According to Wikipedia:
“Fear of missing out (commonly abbreviated as FOMO) is described as a pervasive apprehension that others might be having rewarding experiences from which one is absent. This social anxiety is characterized by a desire to stay continually connected with what others are doing. FOMO is also defined as a fear of regret, which may lead to a compulsive concern that one might miss an opportunity for social interaction, a novel experience, a profitable investment, or other satisfying events. It perpetuates the fear of making a suboptimal decision about how to spend one’s time”
It’s a real issue although often used colloquially in a humourous way and it is this light-hearted version that I am writing about.
Despite my addiction to reading Facebook and Instagram posts, I have never considered myself to have FOMO. But now I, like many others during lockdown, find myself dwelling on the things that I am missing out on. The fear is now a reality…
This month we were supposed to be attending the launch of Paulton’s Park’s new area.
I should be frantic with exam invigilation and my mum should be enjoying the last few babysitting sessions with Zach before he starts school in September.
Matthew and Anya should be having class photos, discos, sports days, leavers’ assembly for Annie as she leaves infant school.
We hadn’t booked a summer holiday this year as we planned to have lots of days out. Not going to happen, is it?! Chris and I had planned to re-visit Stratford upon Avon without the kids so I could enjoy the history of the place.

==*==

### Instructions
**a.** Decide whether each statement agrees with the FOMO passage, and answer yes or no, quoting the words of the passage that settle it: (i) The writer had booked a summer holiday this year. (ii) The writer had never considered themselves to have FOMO. (iii) The quoted definition describes FOMO as a social anxiety.
**b.** According to the FOMO passage, what launch were they supposed to attend this month?
**c.** Continue the FOMO passage, picking up right after its final sentence.
The listing was taken from a separate source.

(Referring expression data based on photos)
==*==

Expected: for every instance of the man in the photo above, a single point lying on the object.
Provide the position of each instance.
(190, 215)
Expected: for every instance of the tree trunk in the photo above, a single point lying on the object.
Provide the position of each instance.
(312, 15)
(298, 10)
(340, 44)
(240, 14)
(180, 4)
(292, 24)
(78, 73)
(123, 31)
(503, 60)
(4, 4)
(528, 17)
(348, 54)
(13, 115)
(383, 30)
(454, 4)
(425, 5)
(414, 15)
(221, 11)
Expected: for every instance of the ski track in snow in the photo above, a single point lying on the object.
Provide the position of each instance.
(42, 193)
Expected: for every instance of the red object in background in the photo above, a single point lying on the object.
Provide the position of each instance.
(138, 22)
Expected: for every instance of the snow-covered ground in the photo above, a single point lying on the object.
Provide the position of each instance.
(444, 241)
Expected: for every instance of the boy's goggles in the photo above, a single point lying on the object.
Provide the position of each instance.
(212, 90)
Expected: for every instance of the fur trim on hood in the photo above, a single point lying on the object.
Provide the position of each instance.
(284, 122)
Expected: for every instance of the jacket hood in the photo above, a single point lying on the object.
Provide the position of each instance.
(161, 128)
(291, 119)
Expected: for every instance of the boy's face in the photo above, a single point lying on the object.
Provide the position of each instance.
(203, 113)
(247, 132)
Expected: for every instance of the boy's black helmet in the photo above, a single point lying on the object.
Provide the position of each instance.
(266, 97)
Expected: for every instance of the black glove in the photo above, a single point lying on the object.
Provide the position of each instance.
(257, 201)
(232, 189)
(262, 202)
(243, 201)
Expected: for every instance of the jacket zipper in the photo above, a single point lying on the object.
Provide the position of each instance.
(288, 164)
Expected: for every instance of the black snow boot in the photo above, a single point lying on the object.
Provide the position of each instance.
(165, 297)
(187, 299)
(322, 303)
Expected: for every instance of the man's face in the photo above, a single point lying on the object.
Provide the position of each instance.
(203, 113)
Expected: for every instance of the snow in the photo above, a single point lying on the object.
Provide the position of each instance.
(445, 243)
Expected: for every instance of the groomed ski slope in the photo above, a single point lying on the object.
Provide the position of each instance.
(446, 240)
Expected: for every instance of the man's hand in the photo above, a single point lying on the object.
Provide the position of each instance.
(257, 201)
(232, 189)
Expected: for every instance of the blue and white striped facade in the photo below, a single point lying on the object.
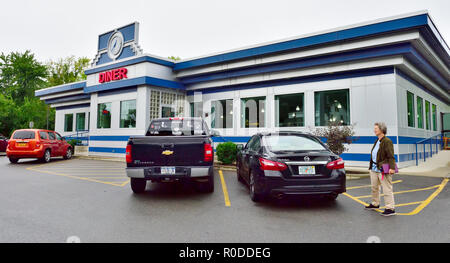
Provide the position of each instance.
(378, 62)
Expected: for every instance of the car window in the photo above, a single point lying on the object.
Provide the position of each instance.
(249, 142)
(254, 144)
(43, 135)
(285, 143)
(51, 135)
(24, 135)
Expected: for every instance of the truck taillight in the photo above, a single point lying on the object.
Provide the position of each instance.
(128, 154)
(208, 152)
(338, 164)
(268, 165)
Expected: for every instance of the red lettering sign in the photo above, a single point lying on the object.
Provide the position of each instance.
(113, 75)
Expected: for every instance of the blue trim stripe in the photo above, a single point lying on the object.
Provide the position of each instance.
(360, 157)
(134, 82)
(362, 31)
(128, 63)
(57, 89)
(84, 105)
(68, 98)
(406, 157)
(108, 138)
(304, 63)
(107, 150)
(357, 139)
(298, 80)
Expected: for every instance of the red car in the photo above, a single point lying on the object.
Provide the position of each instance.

==*==

### Your written answers
**a.**
(i) No: "We hadn’t booked a summer holiday this year as we planned to have lots of days out."
(ii) Yes: "I have never considered myself to have FOMO."
(iii) Yes: "This social anxiety is characterized by a desire to stay continually connected with what others are doing."

**b.** The launch of Paulton’s Park’s new area.

**c.**
I was so excited that I’d managed to get tickets and was finally going to cross Wimbledon off my bucket list.
This weekend we were supposed to host a big family party to celebrate my birthday and Matthew’s and be the first family get-together since my grandmother’s funeral last year.
The children are missing out on their education. Their engagement with any home learning is reducing week on week. They miss their friends.
I miss my mum and dad. Usually I see them most days. We are currently skyping daily, joined by my sister twice a week. But it isn’t the same. We haven’t eaten together, sharing a takeaway and a bottle of Prosecco. We haven’t done the school run together or been to the shops.
Over a month ago I write a post about the lockdown silver linings. I felt optimistic that the lockdown would quickly have a positive effect on the pandemic.
The truth is that I’m more scared now than I was then. The schools are set to open and my colleagues have been working tirelessly to make sure that it is safe for those chilodren that are venturing back in (staff have also been supporting the children of key workers this whole time so I have been very upset by the media coverage casting aspersions on their commitment).
Our leadership has been haphazard at best and the continuing saga of Dominic Cummings and his lunatic behaviour has undermined the efforts of our nation.